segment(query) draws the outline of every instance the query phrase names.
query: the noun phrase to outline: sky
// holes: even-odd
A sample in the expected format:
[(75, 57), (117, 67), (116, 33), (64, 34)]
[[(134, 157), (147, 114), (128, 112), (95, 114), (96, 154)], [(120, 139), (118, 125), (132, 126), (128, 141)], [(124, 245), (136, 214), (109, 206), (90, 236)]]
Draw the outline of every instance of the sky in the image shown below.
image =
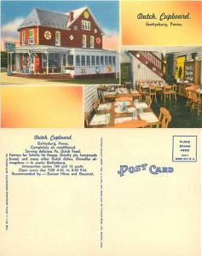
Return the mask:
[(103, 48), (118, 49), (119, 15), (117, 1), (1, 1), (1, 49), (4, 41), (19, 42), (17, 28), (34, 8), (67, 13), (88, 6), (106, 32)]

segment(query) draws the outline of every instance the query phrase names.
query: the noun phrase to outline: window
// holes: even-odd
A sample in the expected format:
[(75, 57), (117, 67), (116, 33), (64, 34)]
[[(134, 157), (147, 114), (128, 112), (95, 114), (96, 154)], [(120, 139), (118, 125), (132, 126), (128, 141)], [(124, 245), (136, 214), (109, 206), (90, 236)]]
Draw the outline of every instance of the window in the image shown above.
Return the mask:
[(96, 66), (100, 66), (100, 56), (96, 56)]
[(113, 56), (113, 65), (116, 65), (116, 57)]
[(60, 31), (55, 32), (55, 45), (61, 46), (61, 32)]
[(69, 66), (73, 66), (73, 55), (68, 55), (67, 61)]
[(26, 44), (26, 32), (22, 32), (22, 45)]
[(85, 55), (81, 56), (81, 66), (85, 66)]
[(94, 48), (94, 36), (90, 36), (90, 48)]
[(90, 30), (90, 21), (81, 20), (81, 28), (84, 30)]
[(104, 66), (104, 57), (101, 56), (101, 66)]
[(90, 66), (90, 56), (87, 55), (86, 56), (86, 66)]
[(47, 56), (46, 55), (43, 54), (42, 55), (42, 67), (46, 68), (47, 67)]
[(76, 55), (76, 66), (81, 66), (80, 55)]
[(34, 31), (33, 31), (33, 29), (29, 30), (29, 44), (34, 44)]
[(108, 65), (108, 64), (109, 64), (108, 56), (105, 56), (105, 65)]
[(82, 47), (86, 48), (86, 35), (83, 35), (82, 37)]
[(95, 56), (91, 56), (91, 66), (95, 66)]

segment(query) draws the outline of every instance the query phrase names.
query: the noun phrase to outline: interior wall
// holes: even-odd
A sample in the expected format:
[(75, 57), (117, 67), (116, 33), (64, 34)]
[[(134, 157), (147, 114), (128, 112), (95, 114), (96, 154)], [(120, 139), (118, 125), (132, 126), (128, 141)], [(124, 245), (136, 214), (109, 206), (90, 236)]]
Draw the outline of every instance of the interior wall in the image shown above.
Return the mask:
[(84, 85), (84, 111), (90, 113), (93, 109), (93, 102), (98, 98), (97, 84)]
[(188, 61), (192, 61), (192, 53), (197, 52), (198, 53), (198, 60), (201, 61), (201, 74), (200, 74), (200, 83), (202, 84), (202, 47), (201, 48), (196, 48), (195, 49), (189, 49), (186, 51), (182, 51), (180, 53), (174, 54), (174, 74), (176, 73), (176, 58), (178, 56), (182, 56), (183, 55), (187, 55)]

= = =

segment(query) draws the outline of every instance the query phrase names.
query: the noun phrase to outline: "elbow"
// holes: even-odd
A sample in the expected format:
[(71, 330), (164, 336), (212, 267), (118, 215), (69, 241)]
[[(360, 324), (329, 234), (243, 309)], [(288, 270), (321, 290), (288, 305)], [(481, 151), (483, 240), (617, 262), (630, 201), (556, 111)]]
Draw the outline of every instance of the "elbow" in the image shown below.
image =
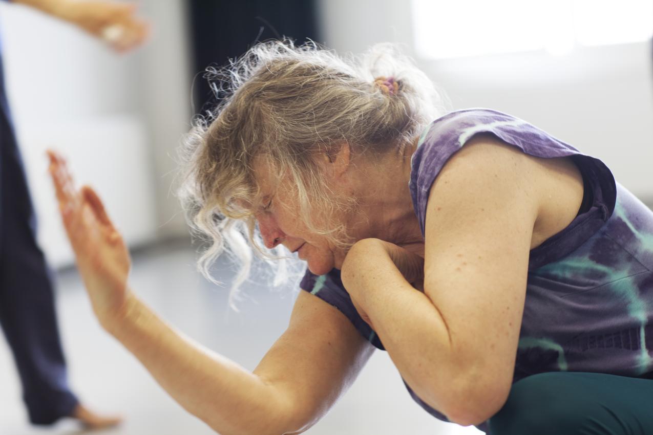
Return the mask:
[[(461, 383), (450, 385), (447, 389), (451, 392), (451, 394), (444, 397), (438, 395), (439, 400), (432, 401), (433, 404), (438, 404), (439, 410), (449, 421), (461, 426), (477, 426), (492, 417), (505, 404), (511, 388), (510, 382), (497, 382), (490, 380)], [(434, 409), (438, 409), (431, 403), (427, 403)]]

= = =

Copy every line above that contains the string "outline". Case counts, so a line matches only when the letters have the same capitalization.

segment(query) draws the outline of every instance the query phrase names.
query: the noun phrase to outline: sky
Draw the outline of every instance of the sky in the image shown below.
segment(query) draws the outline of every instance the query phrase names.
query: the noun phrase to outline: window
Draw the outline of every instance of the window in the image shown above.
segment(query) draws the outline of every instance the query phrase names.
query: the noun phrase to outline: interior wall
Draw the outline of every instance of the interior wall in the image shown above.
segment(query) draws the outline of every instance the query phrase names.
query: the noun phrase to outline: "elbow"
Draw the outline of every instance of the "elbow" in the image shown below.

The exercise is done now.